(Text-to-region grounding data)

= Beginning of Section =

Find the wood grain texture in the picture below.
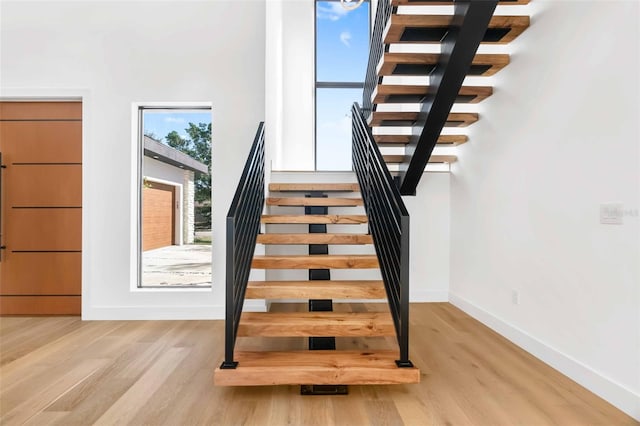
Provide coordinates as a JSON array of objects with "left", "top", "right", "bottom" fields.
[
  {"left": 373, "top": 84, "right": 492, "bottom": 104},
  {"left": 0, "top": 296, "right": 80, "bottom": 315},
  {"left": 384, "top": 154, "right": 457, "bottom": 164},
  {"left": 142, "top": 182, "right": 175, "bottom": 251},
  {"left": 261, "top": 214, "right": 368, "bottom": 224},
  {"left": 384, "top": 15, "right": 530, "bottom": 45},
  {"left": 256, "top": 233, "right": 372, "bottom": 245},
  {"left": 378, "top": 52, "right": 510, "bottom": 76},
  {"left": 369, "top": 111, "right": 478, "bottom": 127},
  {"left": 0, "top": 252, "right": 81, "bottom": 295},
  {"left": 0, "top": 121, "right": 82, "bottom": 164},
  {"left": 269, "top": 183, "right": 360, "bottom": 192},
  {"left": 5, "top": 165, "right": 82, "bottom": 207},
  {"left": 252, "top": 255, "right": 379, "bottom": 269},
  {"left": 0, "top": 101, "right": 82, "bottom": 120},
  {"left": 266, "top": 197, "right": 364, "bottom": 207},
  {"left": 245, "top": 280, "right": 386, "bottom": 299},
  {"left": 237, "top": 311, "right": 395, "bottom": 337},
  {"left": 0, "top": 303, "right": 635, "bottom": 425},
  {"left": 5, "top": 208, "right": 81, "bottom": 251},
  {"left": 374, "top": 134, "right": 468, "bottom": 146},
  {"left": 214, "top": 350, "right": 419, "bottom": 386}
]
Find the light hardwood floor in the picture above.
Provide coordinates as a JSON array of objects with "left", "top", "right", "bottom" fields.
[{"left": 0, "top": 303, "right": 635, "bottom": 425}]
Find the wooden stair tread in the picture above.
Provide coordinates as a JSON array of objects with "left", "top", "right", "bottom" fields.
[
  {"left": 238, "top": 312, "right": 395, "bottom": 337},
  {"left": 269, "top": 183, "right": 359, "bottom": 192},
  {"left": 384, "top": 154, "right": 457, "bottom": 164},
  {"left": 257, "top": 233, "right": 373, "bottom": 245},
  {"left": 261, "top": 214, "right": 368, "bottom": 224},
  {"left": 392, "top": 0, "right": 529, "bottom": 5},
  {"left": 266, "top": 197, "right": 364, "bottom": 207},
  {"left": 384, "top": 15, "right": 530, "bottom": 45},
  {"left": 252, "top": 254, "right": 379, "bottom": 269},
  {"left": 378, "top": 52, "right": 510, "bottom": 77},
  {"left": 370, "top": 111, "right": 478, "bottom": 127},
  {"left": 214, "top": 350, "right": 420, "bottom": 386},
  {"left": 373, "top": 84, "right": 492, "bottom": 104},
  {"left": 245, "top": 280, "right": 386, "bottom": 299},
  {"left": 374, "top": 134, "right": 468, "bottom": 146}
]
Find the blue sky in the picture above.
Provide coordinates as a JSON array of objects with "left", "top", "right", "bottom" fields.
[
  {"left": 143, "top": 110, "right": 212, "bottom": 142},
  {"left": 316, "top": 1, "right": 369, "bottom": 170}
]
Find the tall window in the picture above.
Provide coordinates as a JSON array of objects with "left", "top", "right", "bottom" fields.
[
  {"left": 137, "top": 106, "right": 212, "bottom": 288},
  {"left": 315, "top": 0, "right": 370, "bottom": 170}
]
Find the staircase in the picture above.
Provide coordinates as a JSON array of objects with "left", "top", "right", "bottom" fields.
[
  {"left": 215, "top": 182, "right": 420, "bottom": 386},
  {"left": 364, "top": 0, "right": 531, "bottom": 193}
]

= End of Section =

What is being asked:
Output only the lines from the one that contains "Find the staircase in the picture above." through the final line of the records, exactly as given.

Output for this task:
Find the staircase in the picture above.
Provide coordinates as a JSON array of objects with "left", "top", "right", "bottom" fields.
[
  {"left": 215, "top": 182, "right": 420, "bottom": 386},
  {"left": 364, "top": 0, "right": 531, "bottom": 193}
]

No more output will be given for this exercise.